*Tarefa A*: Transcreva fielmente o passo do excerto sobre afetividade e arte na educação que se inicia nas palavras "Por isso, a" e termina após as palavras "(1997, p. 32).".
*Tarefa B*: Indique se cada afirmação a seguir está de acordo com o excerto sobre afetividade e arte na educação, respondendo sim ou não e citando literalmente as palavras do excerto que o comprovam: (i) o ser humano é apenas racional; (ii) a arte deve permear os contatos com as tecnologias; (iii) a citação de Ferraz e Fusari data de 1994.

*Excerto*:
★ ★ ★ ★ ★

O pensamento racionalista tende a desprezar a afetividade, e a introdução dos meios tecnológicos estão ligados à rapidez, à qualidade total, à habilidade técnica desprovida de reflexões e sentimentos.  Só que o ser humano não é só racional, é também afetivo. E tende a aprender mais quando a afetividade faz-se mediadora dos processos. Por isso, o sistema educacional a menospreza. Ela não condiz com os interesses dominantes, que buscam a acomodação do sujeito em formação perante os moldes sociais. Na abordagem tecnicista e dominante, “o aluno aprende a dominar as suas emoções e seu comportamento, assim como a reprimir as suas tendências (BERTRAND e VALOIS, 1994, p.102)”.


Por isso, a arte faz-se importante dentro dos processos educativos, e deve permear os contatos com as tecnologias, com a comunicação, com a informação. A arte recria conceitos e possibilita interpretações novas da realidade e reutiliza instrumentos tornando-os neutros. Entretanto,sobre a abordagem tecnicista ainda presente nas escolas, Ferraz e Fusari dizem que:

Nas aulas de arte, os professores enfatizam um “saber construir” reduzido aos seus aspectos técnicos e ao uso de materiais diversificados (sucatas por exemplo), e um “saber exprimir-se“ espontaneístico, na maioria dos casos caracterizando poucos compromissos com o conhecimento de linguagens artísticas (1997, p. 32).

★ ★ ★ ★ ★

*Dados fornecidos*:
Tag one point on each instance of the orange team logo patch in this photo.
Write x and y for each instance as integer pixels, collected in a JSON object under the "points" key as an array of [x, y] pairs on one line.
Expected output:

★ ★ ★ ★ ★

*Resposta final A*:
Por isso, a arte faz-se importante dentro dos processos educativos, e deve permear os contatos com as tecnologias, com a comunicação, com a informação. A arte recria conceitos e possibilita interpretações novas da realidade e reutiliza instrumentos tornando-os neutros. Entretanto,sobre a abordagem tecnicista ainda presente nas escolas, Ferraz e Fusari dizem que:

Nas aulas de arte, os professores enfatizam um “saber construir” reduzido aos seus aspectos técnicos e ao uso de materiais diversificados (sucatas por exemplo), e um “saber exprimir-se“ espontaneístico, na maioria dos casos caracterizando poucos compromissos com o conhecimento de linguagens artísticas (1997, p. 32).

*Resposta final B*:
(i) Não: "Só que o ser humano não é só racional, é também afetivo."
(ii) Sim: "e deve permear os contatos com as tecnologias, com a comunicação, com a informação."
(iii) Não: "(1997, p. 32)"